### Problema 1
Por favor, reescreva a parte do trecho sobre a verdade que abre com as palavras contendo "Se, porém, tiverdes" e fecha com "não nas facetas.", trocando "joia" por "pedra preciosa".
### Problema 2
Segundo o trecho sobre a verdade, por que a ideia da verdade parece tão complicada para a maioria das pessoas? Responda em até três frases.
### Problema 3
Traduza para o inglês esta frase do trecho sobre a verdade: "A verdade, em si mesma, é a essência da simplicidade."

─── Trecho apresentado

Tenho estado a cogitar sobre o porquê
a ideia da verdade se apresenta tão complicada à mente da maioria das pessoas.
A verdade, em si mesma, é a essência da simplicidade.
Porém, dá-se que cada qual se
aproxima da Verdade a partir do ponto de vista de seus próprios gostos e
desgostos, a partir de seu ponto de vista pessoal, e por essa maneira, atribui
à verdade certas qualidades definidas que foi a própria pessoa quem
desenvolveu. O místico atribui à verdade as qualidades místicas que alcançou e
o ocultista vê a verdade somente em coisas não visíveis para os olhos físicos.
Se, porém, tiverdes a verdade como não possuindo qualquer das qualidades
definidas da mente humana, verificareis que ela, em absoluto, não pode ter
facetas. É semelhante a uma joia. A beleza da joia reside nela mesma e não nas
facetas que nela recortais. Podem elas adornar a joia, porém a beleza da joia
está na joia, não nas facetas.
Para mim, a verdade não tem
facetas. Não tem lados múltiplos. A multiplicidade de aspectos existe somente
quando contemplais a verdade do exterior, não quando dentro dela estais formados.

──────
─── Dados brutos

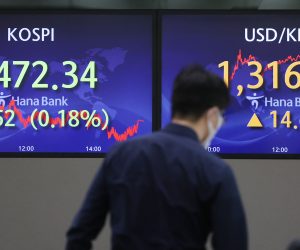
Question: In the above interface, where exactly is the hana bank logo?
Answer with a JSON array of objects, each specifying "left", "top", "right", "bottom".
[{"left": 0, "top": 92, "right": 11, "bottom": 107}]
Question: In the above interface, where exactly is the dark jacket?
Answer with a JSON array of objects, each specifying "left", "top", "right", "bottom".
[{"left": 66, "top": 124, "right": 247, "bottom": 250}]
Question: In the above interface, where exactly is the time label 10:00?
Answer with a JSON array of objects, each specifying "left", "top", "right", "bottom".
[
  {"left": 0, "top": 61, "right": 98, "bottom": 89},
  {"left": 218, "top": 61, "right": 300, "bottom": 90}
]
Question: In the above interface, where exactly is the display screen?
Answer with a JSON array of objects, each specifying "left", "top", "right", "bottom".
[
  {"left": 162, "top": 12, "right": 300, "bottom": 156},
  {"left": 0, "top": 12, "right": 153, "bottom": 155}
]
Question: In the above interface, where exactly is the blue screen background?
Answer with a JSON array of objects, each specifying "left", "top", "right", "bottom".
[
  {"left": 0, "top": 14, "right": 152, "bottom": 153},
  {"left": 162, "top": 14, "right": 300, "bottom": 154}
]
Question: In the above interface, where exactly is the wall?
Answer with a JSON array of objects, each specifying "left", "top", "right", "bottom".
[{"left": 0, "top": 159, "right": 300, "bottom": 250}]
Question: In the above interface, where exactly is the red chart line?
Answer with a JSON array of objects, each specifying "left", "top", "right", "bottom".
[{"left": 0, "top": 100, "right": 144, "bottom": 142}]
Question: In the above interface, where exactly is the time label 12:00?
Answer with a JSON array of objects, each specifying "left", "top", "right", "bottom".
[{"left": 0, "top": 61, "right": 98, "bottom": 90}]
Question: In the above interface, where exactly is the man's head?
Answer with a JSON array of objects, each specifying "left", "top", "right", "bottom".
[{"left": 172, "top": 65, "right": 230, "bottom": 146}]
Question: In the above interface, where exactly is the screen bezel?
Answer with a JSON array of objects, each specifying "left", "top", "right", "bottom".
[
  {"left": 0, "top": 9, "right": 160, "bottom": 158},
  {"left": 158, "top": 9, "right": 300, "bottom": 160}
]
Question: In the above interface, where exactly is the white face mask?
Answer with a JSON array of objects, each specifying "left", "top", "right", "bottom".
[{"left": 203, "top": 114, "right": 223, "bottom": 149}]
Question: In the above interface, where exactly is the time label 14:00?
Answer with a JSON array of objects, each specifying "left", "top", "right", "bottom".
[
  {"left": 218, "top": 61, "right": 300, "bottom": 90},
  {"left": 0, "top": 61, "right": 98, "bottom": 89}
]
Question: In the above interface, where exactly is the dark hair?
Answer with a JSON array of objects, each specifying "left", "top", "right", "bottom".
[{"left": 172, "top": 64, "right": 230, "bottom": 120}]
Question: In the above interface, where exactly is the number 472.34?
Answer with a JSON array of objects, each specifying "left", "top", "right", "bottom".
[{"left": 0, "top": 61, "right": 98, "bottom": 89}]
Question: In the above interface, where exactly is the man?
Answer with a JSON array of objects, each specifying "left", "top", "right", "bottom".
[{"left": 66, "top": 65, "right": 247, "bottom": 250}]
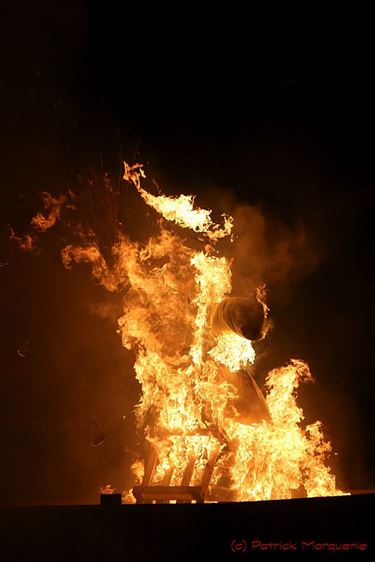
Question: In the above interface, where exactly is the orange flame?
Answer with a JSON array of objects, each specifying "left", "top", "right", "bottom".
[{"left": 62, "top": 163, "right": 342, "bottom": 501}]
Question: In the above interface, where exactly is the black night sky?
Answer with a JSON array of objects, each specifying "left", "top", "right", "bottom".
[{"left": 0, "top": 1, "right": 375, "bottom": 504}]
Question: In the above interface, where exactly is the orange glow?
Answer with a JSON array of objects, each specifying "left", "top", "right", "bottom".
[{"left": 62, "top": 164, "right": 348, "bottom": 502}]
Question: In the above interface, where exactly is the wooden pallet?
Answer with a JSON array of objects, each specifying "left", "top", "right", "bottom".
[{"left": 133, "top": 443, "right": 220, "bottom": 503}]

──────

### Resultado da tarefa 1
Se, porém, tiverdes a verdade como não possuindo qualquer das qualidades
definidas da mente humana, verificareis que ela, em absoluto, não pode ter
facetas. É semelhante a uma pedra preciosa. A beleza da pedra preciosa reside nela mesma e não nas
facetas que nela recortais. Podem elas adornar a pedra preciosa, porém a beleza da pedra preciosa
está na pedra preciosa, não nas facetas.

### Resultado da tarefa 2
Cada pessoa se aproxima da verdade a partir de seus próprios gostos e desgostos, ou seja, de seu ponto de vista pessoal. Assim, atribui à verdade certas qualidades definidas que ela própria desenvolveu.

### Resultado da tarefa 3
Truth, in itself, is the essence of simplicity.